Page extract:
****
There is a bunch of parameters that govern how the display functions arrive at their results. You can pass them as optional arguments to these functions, or you can set up them in advance, and reset them to their original state when you are done.

All calls to the display functions look for the values for these parameters in the following order:

  • optional parameters passed directly to the function,
  • values as set up by previous calls to displaySetup(),
  • default values configured by the app.
List of display parameters

These are the parameters and their default values:

colorMap=None

Which nodes of a tuple (or list of tuples) will be highlighted. If colorMap is None or missing, all nodes will be highlighted with the default highlight color, which is yellow.

But you can assign different colors to the members of the tuple: colorMap must be a dictionary that maps the positions in a tuple to a color.

  • If a position is not mapped, it will not be highlighted.
  • If it is mapped to the empty string, it gets the default highlight color.
  • Otherwise, it should be mapped to a string that is a valid CSS color.
color names

The link above points to a series of handy color names and their previews.

highlights takes precedence over colorMap

If both highlights and colorMap are given, colorMap is ignored.

If you need to micro-manage, highlights is your thing. Whenever possible, use colorMap.

condensed=False

indicates one of two modes of displaying the result list:

  • True: instead of showing all results one by one, we show container nodes with all results in it highlighted. That way, we blur the distinction between the individual results, but it is easier to oversee where the results are. This is how SHEBANQ displays its query results. See also the parameter condenseType.
  • False: make a separate display for each result tuple. This gives the best account of the exact result set.
mixing up highlights

Condensing may mix-up the highlight coloring. If a node occurs in two results, at different positions in the tuple, the colorMap wants to assign it two colors! Yet one color will be chosen, and it is unpredictable which one.

condenseType=None

The type of container to be used for condensing results. The default is app dependent, usually verse or tablet.

end=None

end is the end point in the iterable of results. If None, displaying will stop after the end of the iterable.

extraFeatures=()

A string or iterable of feature names. These features will be loaded automatically. In pretty displays these features will show up as feature=value, provided the value is not None, or something like None.
****
Supplied material:
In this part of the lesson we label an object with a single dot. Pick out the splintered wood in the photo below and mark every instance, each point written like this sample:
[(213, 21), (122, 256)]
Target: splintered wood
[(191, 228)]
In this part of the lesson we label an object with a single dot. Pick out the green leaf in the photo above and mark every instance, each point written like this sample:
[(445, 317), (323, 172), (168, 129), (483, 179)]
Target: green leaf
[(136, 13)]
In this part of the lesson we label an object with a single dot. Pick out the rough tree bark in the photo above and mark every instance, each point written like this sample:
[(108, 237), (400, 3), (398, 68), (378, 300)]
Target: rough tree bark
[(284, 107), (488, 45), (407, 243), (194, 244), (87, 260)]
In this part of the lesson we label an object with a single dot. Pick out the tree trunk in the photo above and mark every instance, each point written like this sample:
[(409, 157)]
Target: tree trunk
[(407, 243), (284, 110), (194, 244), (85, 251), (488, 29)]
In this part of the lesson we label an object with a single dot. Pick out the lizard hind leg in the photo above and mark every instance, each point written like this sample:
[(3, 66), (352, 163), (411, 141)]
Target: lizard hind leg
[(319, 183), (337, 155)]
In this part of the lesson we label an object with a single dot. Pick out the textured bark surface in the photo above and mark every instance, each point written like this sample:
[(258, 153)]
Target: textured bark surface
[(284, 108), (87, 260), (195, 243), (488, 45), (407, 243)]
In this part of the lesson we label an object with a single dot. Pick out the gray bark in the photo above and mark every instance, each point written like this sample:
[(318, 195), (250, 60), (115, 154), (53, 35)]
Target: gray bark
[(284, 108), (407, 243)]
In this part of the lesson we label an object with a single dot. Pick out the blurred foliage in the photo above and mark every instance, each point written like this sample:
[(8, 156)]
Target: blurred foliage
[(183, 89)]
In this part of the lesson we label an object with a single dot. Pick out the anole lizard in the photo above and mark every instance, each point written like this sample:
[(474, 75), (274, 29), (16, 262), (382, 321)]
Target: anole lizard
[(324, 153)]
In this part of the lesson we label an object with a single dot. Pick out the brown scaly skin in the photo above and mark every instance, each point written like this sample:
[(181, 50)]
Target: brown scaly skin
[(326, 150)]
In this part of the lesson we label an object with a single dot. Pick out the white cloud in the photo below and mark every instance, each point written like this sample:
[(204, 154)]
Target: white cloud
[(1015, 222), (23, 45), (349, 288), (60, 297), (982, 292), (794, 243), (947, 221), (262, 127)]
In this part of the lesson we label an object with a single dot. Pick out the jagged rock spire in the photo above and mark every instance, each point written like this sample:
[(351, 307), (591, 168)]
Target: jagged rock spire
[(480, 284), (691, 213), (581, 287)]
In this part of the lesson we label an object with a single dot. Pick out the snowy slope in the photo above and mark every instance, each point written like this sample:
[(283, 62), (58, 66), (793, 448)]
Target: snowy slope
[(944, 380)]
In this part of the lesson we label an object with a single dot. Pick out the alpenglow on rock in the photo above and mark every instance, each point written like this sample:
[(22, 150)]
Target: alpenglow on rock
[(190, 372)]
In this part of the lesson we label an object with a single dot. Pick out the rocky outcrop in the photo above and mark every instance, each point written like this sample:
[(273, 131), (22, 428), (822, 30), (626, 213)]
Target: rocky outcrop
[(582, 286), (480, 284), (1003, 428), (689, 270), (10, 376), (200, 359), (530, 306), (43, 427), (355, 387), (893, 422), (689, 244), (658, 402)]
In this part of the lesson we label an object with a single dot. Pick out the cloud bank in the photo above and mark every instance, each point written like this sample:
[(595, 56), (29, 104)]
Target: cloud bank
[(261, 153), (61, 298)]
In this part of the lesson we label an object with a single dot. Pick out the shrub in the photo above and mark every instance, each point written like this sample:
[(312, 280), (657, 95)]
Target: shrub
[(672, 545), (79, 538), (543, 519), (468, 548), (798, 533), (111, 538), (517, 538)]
****
Set tasks:
(A) Transcribe the display-parameters text between "But you can" and "and their previews.", inclusive.
(B) Which parameters does the display-parameters text list with a default value? Give each one with its default.
(C) According to the display-parameters text, what happens when both highlights and colorMap are given?

Per-task answers:
(A)
But you can assign different colors to the members of the tuple: colorMap must be a dictionary that maps the positions in a tuple to a color.

  • If a position is not mapped, it will not be highlighted.
  • If it is mapped to the empty string, it gets the default highlight color.
  • Otherwise, it should be mapped to a string that is a valid CSS color.
color names

The link above points to a series of handy color names and their previews.

(B)
colorMap=None
condensed=False
condenseType=None
end=None
extraFeatures=()

(C) colorMap is ignored.